_Required work_
Transcribe each record exactly; skip any picture.

▬▬▬▬▬▬▬▬▬▬

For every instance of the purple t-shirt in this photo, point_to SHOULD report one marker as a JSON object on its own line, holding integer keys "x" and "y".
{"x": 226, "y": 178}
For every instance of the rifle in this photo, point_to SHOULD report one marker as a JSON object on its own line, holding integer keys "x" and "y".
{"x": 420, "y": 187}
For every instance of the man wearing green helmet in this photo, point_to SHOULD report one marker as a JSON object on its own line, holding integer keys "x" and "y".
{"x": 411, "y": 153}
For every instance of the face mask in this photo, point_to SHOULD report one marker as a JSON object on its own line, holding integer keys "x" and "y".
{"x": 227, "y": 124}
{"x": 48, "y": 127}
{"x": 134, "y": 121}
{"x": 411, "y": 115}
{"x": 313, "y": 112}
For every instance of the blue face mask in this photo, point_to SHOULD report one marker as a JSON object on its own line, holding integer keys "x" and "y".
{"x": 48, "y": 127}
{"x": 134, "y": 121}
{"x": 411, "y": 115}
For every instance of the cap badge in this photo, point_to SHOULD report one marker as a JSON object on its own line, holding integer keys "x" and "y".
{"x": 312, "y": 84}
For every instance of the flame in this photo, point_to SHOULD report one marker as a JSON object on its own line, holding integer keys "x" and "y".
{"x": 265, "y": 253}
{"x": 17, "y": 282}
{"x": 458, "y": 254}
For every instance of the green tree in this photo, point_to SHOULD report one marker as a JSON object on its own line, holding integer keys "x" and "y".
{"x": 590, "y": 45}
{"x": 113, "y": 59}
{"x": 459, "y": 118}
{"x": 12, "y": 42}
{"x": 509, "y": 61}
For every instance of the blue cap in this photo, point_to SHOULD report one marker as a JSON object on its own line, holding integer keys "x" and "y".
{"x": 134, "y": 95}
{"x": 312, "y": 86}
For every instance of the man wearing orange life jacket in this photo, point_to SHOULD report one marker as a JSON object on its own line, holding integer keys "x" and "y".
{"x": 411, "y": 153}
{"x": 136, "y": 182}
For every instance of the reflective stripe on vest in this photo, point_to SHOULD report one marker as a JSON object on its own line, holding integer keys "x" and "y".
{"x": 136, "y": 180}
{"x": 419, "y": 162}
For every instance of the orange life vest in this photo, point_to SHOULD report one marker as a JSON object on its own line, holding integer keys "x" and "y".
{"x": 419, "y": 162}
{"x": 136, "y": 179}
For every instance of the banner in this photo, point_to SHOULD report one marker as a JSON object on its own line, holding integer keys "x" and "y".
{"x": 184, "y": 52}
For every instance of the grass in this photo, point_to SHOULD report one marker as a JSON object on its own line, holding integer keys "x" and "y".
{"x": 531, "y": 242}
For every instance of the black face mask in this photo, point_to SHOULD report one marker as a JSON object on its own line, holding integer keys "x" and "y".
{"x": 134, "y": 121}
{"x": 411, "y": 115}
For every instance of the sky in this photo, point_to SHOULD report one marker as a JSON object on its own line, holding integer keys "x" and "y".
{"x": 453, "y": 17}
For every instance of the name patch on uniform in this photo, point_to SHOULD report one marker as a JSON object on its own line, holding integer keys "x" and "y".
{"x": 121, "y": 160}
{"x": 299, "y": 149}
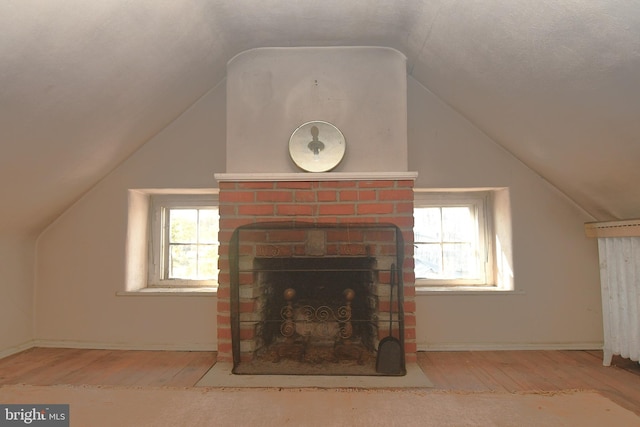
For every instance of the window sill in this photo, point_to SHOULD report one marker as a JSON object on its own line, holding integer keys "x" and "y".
{"x": 167, "y": 292}
{"x": 465, "y": 290}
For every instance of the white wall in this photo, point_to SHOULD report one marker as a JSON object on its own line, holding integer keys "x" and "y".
{"x": 556, "y": 278}
{"x": 81, "y": 256}
{"x": 361, "y": 90}
{"x": 16, "y": 292}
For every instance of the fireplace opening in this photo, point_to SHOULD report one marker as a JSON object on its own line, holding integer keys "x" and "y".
{"x": 317, "y": 303}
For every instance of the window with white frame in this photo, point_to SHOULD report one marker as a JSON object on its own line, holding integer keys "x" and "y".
{"x": 184, "y": 241}
{"x": 452, "y": 238}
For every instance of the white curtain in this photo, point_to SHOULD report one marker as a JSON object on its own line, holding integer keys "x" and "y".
{"x": 620, "y": 284}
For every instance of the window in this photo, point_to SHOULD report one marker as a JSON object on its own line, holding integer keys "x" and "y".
{"x": 451, "y": 237}
{"x": 184, "y": 241}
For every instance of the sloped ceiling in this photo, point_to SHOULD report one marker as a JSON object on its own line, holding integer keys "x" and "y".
{"x": 83, "y": 84}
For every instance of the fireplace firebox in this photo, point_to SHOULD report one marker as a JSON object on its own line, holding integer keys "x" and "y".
{"x": 314, "y": 298}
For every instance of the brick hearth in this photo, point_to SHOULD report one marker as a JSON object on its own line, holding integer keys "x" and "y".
{"x": 345, "y": 198}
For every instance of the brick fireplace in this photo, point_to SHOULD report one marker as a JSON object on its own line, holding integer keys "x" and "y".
{"x": 322, "y": 223}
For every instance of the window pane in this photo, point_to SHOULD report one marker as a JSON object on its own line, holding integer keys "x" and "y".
{"x": 427, "y": 225}
{"x": 457, "y": 224}
{"x": 208, "y": 226}
{"x": 182, "y": 261}
{"x": 459, "y": 261}
{"x": 183, "y": 225}
{"x": 428, "y": 259}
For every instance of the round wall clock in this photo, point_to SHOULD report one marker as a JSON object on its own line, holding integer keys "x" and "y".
{"x": 317, "y": 146}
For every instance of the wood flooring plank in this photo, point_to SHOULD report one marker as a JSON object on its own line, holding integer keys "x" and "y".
{"x": 469, "y": 371}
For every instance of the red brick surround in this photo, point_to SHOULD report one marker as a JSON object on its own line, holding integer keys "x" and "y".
{"x": 345, "y": 200}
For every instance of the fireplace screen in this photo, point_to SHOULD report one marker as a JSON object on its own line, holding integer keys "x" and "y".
{"x": 311, "y": 299}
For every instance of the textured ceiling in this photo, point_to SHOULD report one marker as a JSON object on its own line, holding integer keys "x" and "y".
{"x": 84, "y": 84}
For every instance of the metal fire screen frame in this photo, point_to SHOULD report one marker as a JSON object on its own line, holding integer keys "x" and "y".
{"x": 234, "y": 270}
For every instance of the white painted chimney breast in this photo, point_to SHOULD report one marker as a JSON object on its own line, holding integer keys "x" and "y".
{"x": 361, "y": 90}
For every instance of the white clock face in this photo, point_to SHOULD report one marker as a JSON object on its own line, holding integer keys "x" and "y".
{"x": 317, "y": 146}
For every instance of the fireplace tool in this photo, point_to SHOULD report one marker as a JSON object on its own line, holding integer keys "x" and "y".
{"x": 389, "y": 359}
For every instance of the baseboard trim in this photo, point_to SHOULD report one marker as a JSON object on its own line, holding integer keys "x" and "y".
{"x": 16, "y": 349}
{"x": 123, "y": 346}
{"x": 509, "y": 347}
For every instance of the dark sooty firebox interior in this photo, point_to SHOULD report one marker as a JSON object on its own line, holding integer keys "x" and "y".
{"x": 311, "y": 315}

▬▬▬▬▬▬▬▬▬▬

_Result of this exercise_
For every instance of the purple t-shirt in this photo, point_to SHOULD report one marker as a JSON object on its own line, holding integer keys "x" and "y".
{"x": 226, "y": 178}
For every instance of the rifle in this photo, point_to SHOULD report one marker as a JSON object on its own line, holding integer keys "x" and "y".
{"x": 420, "y": 187}
For every instance of the man wearing green helmet in this photo, point_to SHOULD report one marker as a JSON object on its own line, holding integer keys "x" and "y".
{"x": 411, "y": 153}
For every instance of the face mask in this photo, point_to SHOULD report one marker as a JSON object on its own line, holding integer keys "x" and "y".
{"x": 227, "y": 124}
{"x": 48, "y": 127}
{"x": 134, "y": 121}
{"x": 411, "y": 115}
{"x": 313, "y": 112}
For every instance of the blue face mask in this photo, point_to SHOULD report one marker as a JSON object on its own line, holding integer keys "x" and "y".
{"x": 48, "y": 127}
{"x": 134, "y": 121}
{"x": 411, "y": 115}
For every instance of the cap badge in this photo, point_to SHOULD report one marker as a JSON object on its own line, holding integer keys "x" and "y".
{"x": 312, "y": 84}
For every instance of the flame in this photo, point_to SHOULD report one marker as a JSON object on its own line, holding integer keys "x" and "y".
{"x": 265, "y": 253}
{"x": 17, "y": 282}
{"x": 458, "y": 254}
For every instance of the green tree in this photo, point_to SHOULD report one marker as a JSON object on its own line, holding integer keys "x" and "y".
{"x": 590, "y": 45}
{"x": 113, "y": 59}
{"x": 459, "y": 118}
{"x": 12, "y": 42}
{"x": 509, "y": 61}
For every instance of the blue cap in this photo, point_to SHOULD report one marker as a JSON object on its own line, holding integer keys "x" and "y".
{"x": 134, "y": 95}
{"x": 312, "y": 86}
For every instance of the man wearing orange life jacket in this photo, point_to SHOULD report one marker as a JSON object on its own line, holding integer keys "x" and "y".
{"x": 411, "y": 153}
{"x": 136, "y": 182}
For every instance of the reflective stripe on vest in this photo, point_to SHOULD report one marker as a JSON object on its own line, holding integer keys "x" and "y".
{"x": 136, "y": 180}
{"x": 419, "y": 162}
For every instance of the orange life vest in this photo, point_to SHOULD report one marker as a JSON object on its own line, holding integer keys "x" and "y".
{"x": 419, "y": 162}
{"x": 136, "y": 179}
For every instance of the banner in this photo, point_to SHOULD report one marker as a JSON object on its own line, holding integer keys "x" and "y".
{"x": 184, "y": 52}
For every instance of the grass in this photo, point_to SHOULD report one marker as a JSON object on its own line, holding integer keys "x" and "y".
{"x": 531, "y": 242}
For every instance of the black face mask in this photo, point_to SHOULD report one marker as a JSON object on its own line, holding integer keys "x" and "y".
{"x": 134, "y": 121}
{"x": 411, "y": 115}
For every instance of the sky in this photo, point_to SHOULD report one marker as a JSON object on its own line, holding integer keys "x" and "y".
{"x": 453, "y": 17}
For every instance of the name patch on uniform in this photo, point_to SHOULD report one marker as a JSON object on its own line, holding integer keys "x" and "y".
{"x": 121, "y": 160}
{"x": 299, "y": 149}
For every instance of the window sill in this photo, point_to SHOULD report one marker as a JSON object on its own line, holding integer keys "x" and "y".
{"x": 167, "y": 292}
{"x": 465, "y": 290}
For every instance of the white wall in this photo, point_to SHOULD report one marker as a JSON object on its own line, holding integer keys "x" and "y".
{"x": 556, "y": 278}
{"x": 81, "y": 256}
{"x": 361, "y": 90}
{"x": 16, "y": 292}
For every instance of the fireplace opening in this photo, point_to SHOULD report one marker as a JSON object on its own line, holding integer keys "x" and "y".
{"x": 317, "y": 303}
For every instance of the window with white frame in this photo, point_to SHOULD report one marker as a JSON object on its own line, holding integer keys "x" and "y".
{"x": 184, "y": 241}
{"x": 452, "y": 238}
For every instance of the white curtain in this photo, point_to SHOULD report one marker as a JSON object on its own line, holding integer keys "x" and "y".
{"x": 620, "y": 284}
For every instance of the window in this photo, point_to SHOULD report one marker as a JSON object on its own line, holding integer keys "x" and "y".
{"x": 451, "y": 237}
{"x": 184, "y": 241}
For every instance of the sloped ceiling in this photo, point_to SHOULD report one marker as a JSON object on its own line, holding integer keys "x" and "y".
{"x": 83, "y": 84}
For every instance of the fireplace firebox in this photo, point_to SHOULD report one marker as a JSON object on its own line, holding integer keys "x" and "y".
{"x": 314, "y": 298}
For every instance of the brick hearth in this photo, point_to SHOULD report one marker as a JSON object on its own line, holding integer keys "x" and "y".
{"x": 345, "y": 198}
For every instance of the brick fireplace in this photo, point_to SHOULD report one marker as a JSON object on its own line, holding integer keys "x" and "y".
{"x": 322, "y": 223}
For every instance of the window pane in this photo, point_to SHOULD report one marker as a JSON object on its own line, holding integer keys "x" and "y".
{"x": 427, "y": 225}
{"x": 457, "y": 224}
{"x": 208, "y": 226}
{"x": 182, "y": 261}
{"x": 459, "y": 261}
{"x": 183, "y": 225}
{"x": 428, "y": 259}
For every instance of the round wall clock in this photo, point_to SHOULD report one marker as a JSON object on its own line, holding integer keys "x" and "y".
{"x": 317, "y": 146}
For every instance of the wood flooring plank in this photo, point_to SHOULD report one marker as a JSON object on its own line, holding integer keys "x" and "y".
{"x": 469, "y": 371}
For every instance of the red brick surround in this photo, point_to SHOULD report one marker as a JSON object on its own line, holding integer keys "x" and "y".
{"x": 345, "y": 200}
For every instance of the fireplace screen in this photo, point_to SHOULD report one marker as a JSON object on its own line, holding integer keys "x" and "y".
{"x": 311, "y": 299}
For every instance of the textured ceiling in this photo, point_to SHOULD report one marker as a JSON object on its own line, holding integer keys "x" and "y".
{"x": 84, "y": 84}
For every instance of the metal fire screen frame in this photo, point_to SHOULD report one marker as a JSON object on its own line, holding integer keys "x" and "y".
{"x": 234, "y": 270}
For every instance of the white painted chimney breast in this photo, point_to SHOULD report one marker as a JSON object on its own line, holding integer keys "x" and "y".
{"x": 361, "y": 90}
For every instance of the white clock face in this photo, point_to SHOULD report one marker as a JSON object on its own line, holding integer keys "x" and "y".
{"x": 317, "y": 146}
For every instance of the fireplace tool in this photo, point_to SHOULD report one marker as a JSON object on its own line, holding integer keys "x" and "y".
{"x": 389, "y": 359}
For every instance of the baseboard trim in this photo, point_to SHOULD report one marker as a JSON object on its own line, holding integer keys "x" and "y".
{"x": 16, "y": 349}
{"x": 123, "y": 346}
{"x": 509, "y": 347}
For every instance of the dark sooty firebox interior in this photo, point_to SHOULD report one marker as a JSON object on its own line, holding integer keys "x" and "y".
{"x": 311, "y": 315}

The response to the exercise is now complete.